= Fragmento del documento =
----------

Mónica Lavín “Últimos días de mis padres”

"Últimos días de mis padres" es el testimonio de un duelo repleto de vida. De una pérdida cosida a la piel por el amor y el acompañamiento. | María Teresa Priego

Escrito en OPINIÓN el

"Mis padres murieron en primavera", escribe Mónica Lavín.  Cortemos la frase: "Mis padres murieron". La vida continúa en los espacios sin elles. ¿Qué sería la orfandad sino la desaparición del mundo hasta ese momento conocido? Mónica y su escritura tan honesta y tan valiente. Decir lo que suponemos indecible. Enfrentar sin evitación lo inevitable, entendiendo que cada testimonio guarda siempre sus parcelas de no dicho. Sus negociaciones interiores. Sus cuidados y sus pudores con nuestros muertos y con nuestros vivos. "En realidad siempre he huido de los problemas de los demás, de los míos también. Soy una escapista", nos dice. En la medida en que avanzo en la lectura me cuesta creerlo. ¿Escapista quien así escribe? Quizá lo fue antes, no lo sé. Pero una la lee y tiene para largas noches de dormir pésimo porque justo nos conduce a la pregunta: ¿la escapista soy yo? Ella se atreve a decirlo y una no.

----------

= Datos en bruto =

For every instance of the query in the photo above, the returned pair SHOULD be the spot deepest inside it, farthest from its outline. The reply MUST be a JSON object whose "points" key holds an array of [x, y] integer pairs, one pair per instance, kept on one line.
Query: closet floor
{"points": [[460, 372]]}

----------

= Instrucción =
Prosigue el texto sobre el libro de Mónica Lavín a partir de su última oración. Las líneas no hacen falta para nada.

= Respuesta del ejercicio =
Para escribirlo hay que transitarlo. Sumergirse. ¿Y si el pasado nos jala de tal manera que ya no podamos saltar/deslizarnos hacia afuera? Mónica no es responsable de cómo su dolor desata el nuestro, pero digamos que si con respecto a la pérdida del padre y/o de la madre nuestra urgencia es sostenernos en la negación: mejor abstenerse de leerla. No da tregua. Intentar aprehender una vida. Dos vidas. Las vidas que integran una familia. Tener el coraje de narrar una historia que es suya pero que no es solo suya. He allí el comienzo de la dificultad. Otorgarse el derecho a mirar hacia atrás y asumir con humildad: ésta es mi mirada, mi percepción, la huella y la ausencia que me dejan. Ésta es mi manera de habitar el mundo sin elles y tengo el derecho a escribirla. Para que no se vayan de más. Su introspección nos plantea una pregunta honda: ¿Qué duele más? Decir o callar.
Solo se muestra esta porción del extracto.